═════ Okuma parçası ═════
• kanunlarla sağlanır. sahi adalet ne demekti?
    (bkz: #29800155)
  • her ne kadar pembe duvarlar örmeye çalışsanız da bir yol bulup suratınıza tokat gibi inecek gerçektir. her defasında düşündükçe midemi bulandırır dünyanın hali. insan ne kadar çok vicdan sahibi olursa, diğer insanların acılarını hissettiğinde şu boka batmış dünyada yaşaması o kadar yük haline geliyor. en iğrenci de kötü insanlar amip gibi bölünerek çoğalırken iyi insan sayısının azalması. gerçi hoş ya iyilik de çoğu zaman sömürülüyor...

    o kadar çok adaletsizlik var ki...o küçük çocukların kışın ortasında çıplak ayakla dolaşıp incecik kıyafetlerle kaldırım kenarında karton kutu üstünde kıvrılarak uyuması mesela...insanın ilk aklına gelen şey anne babaya sövmek oluyor da kim bilir onlar ne şartlar altında yaşıyorlar.
═════
### Alıştırma koşulları
• A. Listede "where: concrete slab" geçen satırla açılıp "[353,425,494,684]" geçen satırla kapanan kısmı, iki uçtaki satır da dahil olmak üzere olduğu gibi yeniden yaz.
• B. Adaletsizlik üzerine yazıyı kaldığı yerden sürdür.
Adaletsizlik üzerine yazı ile liste birbirinden tamamen bağımsızdır.
═════ Girdi verileri ═════
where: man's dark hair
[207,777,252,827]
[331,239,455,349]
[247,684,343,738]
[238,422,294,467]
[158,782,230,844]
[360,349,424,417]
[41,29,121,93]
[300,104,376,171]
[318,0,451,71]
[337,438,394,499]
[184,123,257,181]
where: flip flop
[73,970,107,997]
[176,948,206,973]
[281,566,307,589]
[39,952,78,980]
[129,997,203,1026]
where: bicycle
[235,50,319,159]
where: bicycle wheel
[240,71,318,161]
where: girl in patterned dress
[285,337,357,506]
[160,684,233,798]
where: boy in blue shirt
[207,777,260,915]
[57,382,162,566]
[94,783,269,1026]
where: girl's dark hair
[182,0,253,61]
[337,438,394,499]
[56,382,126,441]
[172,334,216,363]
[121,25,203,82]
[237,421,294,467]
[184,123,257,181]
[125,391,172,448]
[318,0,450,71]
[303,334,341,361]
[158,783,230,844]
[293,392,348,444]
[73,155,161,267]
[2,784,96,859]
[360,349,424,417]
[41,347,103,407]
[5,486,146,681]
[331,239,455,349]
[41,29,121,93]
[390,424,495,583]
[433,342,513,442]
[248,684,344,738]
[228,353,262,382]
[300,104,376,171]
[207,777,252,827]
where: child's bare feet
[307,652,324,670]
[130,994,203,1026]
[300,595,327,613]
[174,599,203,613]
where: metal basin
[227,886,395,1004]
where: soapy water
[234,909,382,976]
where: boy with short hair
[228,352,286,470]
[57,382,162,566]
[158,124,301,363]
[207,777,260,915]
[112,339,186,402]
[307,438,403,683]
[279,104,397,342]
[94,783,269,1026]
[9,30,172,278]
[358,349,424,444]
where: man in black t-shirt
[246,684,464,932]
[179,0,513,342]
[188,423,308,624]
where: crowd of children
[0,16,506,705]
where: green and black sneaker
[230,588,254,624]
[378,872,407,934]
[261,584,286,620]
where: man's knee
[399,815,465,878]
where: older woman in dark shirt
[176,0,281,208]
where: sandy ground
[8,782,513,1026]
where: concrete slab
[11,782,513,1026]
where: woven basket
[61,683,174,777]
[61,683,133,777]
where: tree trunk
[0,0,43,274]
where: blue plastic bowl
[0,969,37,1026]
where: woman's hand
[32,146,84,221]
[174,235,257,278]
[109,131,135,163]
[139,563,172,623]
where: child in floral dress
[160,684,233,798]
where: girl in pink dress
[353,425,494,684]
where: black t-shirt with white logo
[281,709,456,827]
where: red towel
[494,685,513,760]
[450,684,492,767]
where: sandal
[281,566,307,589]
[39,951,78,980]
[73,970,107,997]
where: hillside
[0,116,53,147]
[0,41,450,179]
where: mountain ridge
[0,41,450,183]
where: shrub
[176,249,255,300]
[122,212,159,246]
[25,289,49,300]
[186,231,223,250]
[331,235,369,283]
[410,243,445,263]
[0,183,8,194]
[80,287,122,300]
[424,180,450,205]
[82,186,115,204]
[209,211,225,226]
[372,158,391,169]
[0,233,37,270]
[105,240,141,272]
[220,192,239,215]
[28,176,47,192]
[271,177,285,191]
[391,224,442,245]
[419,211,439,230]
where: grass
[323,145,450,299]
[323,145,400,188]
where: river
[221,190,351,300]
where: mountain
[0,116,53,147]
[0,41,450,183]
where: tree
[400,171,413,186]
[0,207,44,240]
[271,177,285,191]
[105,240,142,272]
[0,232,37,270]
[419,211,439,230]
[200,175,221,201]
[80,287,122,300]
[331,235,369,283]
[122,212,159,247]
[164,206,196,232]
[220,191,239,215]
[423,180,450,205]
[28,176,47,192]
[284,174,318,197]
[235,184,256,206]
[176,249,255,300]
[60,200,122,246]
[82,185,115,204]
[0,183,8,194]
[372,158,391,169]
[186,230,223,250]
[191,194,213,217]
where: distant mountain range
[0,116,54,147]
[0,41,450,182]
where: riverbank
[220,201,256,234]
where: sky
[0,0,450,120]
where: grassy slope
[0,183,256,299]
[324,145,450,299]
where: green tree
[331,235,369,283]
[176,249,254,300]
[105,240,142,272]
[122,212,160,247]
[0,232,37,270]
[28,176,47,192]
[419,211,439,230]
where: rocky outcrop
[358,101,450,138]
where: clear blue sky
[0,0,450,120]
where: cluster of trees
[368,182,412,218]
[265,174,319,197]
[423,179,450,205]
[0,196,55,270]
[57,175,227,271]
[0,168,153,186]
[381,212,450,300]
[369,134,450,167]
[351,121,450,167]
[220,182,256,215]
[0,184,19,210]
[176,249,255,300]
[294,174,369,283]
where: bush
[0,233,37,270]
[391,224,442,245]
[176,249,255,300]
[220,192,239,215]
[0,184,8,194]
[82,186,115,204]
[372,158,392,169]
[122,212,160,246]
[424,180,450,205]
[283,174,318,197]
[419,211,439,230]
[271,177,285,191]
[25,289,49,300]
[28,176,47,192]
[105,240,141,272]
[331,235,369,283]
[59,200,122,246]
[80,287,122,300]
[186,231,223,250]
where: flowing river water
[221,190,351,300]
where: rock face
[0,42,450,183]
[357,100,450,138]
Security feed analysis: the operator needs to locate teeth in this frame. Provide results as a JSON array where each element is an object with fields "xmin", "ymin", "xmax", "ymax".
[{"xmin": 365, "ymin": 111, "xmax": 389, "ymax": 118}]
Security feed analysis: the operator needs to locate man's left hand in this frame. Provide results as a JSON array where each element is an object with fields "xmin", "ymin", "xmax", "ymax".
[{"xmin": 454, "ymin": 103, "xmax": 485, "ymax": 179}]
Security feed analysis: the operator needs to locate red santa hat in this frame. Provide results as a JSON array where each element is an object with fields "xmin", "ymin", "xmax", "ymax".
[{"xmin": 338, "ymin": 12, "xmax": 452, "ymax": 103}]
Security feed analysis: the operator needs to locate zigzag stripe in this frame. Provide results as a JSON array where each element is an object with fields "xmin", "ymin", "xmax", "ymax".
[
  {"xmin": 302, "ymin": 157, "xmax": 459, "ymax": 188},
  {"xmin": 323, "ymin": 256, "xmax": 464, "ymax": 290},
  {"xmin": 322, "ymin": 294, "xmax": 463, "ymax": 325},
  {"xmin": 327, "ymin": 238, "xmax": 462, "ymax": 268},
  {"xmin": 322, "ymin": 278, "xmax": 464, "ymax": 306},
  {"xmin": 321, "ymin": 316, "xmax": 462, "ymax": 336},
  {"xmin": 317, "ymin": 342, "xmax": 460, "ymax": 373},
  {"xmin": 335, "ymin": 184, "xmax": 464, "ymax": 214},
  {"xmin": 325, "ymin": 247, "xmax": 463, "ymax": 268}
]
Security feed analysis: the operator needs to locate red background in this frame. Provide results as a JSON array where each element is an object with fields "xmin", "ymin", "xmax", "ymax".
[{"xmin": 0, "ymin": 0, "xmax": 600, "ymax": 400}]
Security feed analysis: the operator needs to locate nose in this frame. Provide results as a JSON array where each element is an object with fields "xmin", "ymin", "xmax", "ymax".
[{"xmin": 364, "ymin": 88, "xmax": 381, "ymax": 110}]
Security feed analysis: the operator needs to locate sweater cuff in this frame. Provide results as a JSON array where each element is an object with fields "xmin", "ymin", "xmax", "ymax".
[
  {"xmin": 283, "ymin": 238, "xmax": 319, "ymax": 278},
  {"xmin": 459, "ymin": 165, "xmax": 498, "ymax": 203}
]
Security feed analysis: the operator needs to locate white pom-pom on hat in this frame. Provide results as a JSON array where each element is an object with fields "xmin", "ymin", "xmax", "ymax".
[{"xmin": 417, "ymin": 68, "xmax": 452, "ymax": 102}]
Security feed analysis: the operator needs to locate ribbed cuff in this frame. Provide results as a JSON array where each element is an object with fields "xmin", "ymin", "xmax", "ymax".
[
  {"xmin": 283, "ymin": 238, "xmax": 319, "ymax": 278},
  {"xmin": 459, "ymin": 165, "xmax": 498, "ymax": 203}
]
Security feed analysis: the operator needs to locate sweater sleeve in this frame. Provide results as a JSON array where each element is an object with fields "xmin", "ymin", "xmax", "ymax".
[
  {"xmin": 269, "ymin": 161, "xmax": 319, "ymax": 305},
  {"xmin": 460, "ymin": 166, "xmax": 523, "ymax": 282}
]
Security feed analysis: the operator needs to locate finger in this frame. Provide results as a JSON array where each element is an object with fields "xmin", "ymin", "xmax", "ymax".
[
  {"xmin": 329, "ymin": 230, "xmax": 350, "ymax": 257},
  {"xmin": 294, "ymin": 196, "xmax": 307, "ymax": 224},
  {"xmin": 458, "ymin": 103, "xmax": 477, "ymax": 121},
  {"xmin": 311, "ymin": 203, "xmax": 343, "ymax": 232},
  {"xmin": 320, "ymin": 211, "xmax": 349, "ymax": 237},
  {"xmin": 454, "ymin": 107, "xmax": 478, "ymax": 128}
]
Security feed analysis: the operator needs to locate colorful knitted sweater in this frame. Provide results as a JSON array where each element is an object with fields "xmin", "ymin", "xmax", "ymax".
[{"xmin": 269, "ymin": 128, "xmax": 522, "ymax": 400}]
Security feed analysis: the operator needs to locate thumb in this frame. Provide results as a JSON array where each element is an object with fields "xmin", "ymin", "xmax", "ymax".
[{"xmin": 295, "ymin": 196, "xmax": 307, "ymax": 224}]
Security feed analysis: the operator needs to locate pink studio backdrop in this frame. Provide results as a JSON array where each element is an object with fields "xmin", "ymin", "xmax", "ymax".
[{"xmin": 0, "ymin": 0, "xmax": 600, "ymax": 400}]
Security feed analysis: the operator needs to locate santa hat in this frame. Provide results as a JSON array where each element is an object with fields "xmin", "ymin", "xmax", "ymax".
═════
### Sırayla cevaplar
• A.
where: concrete slab
[11,782,513,1026]
where: woven basket
[61,683,174,777]
[61,683,133,777]
where: tree trunk
[0,0,43,274]
where: blue plastic bowl
[0,969,37,1026]
where: woman's hand
[32,146,84,221]
[174,235,257,278]
[109,131,135,163]
[139,563,172,623]
where: child in floral dress
[160,684,233,798]
where: girl in pink dress
[353,425,494,684]

• B.
    artık kendine bakamayacak duruma gelmiş huzur evine huzur(!) bulmak için gitmek zorunda kalan yaşlı insanlara bakıp hizmet etmek yerine darp eden ve eziyet eden hizmetliler mi dersiniz, yetimhanelerde zaten ailesini kaybederek travma yaşamış ve en çok sevgiye ihtiyacı olan çocukların şiddete uğraması mı dersiniz...ya da kendi çocuklarına ve eşlerine şiddet uygulayanlar veya hunharca öldürenler mi dersiniz, 5 dk. zevk almak için acımasızca tecavüz ederek karşısındaki kişiyi hayatı boyunca silemeyeceği bir travmayla baş başa bırakan ya da işi bittikten sonra öldüren canavarlar mı dersiniz.

    ruh hastası bünyelerin sadece o pis egolarını tatmin etmek için hayvanlara ettikleri eziyetlerden bahsetmiyorum bile.

    hele geçmişten bugüne ülkelerin boktan sebepler yüzünden başka ülkelere saldırarak şuçsuz günahsız insanların kafalarına bombalar yağdırıp evlerinden, yurtlarından ve canlarından etmesi. bi rahat verin herkes yaşasın yahu! zaten insanoğlunun üç günlük ömrü var.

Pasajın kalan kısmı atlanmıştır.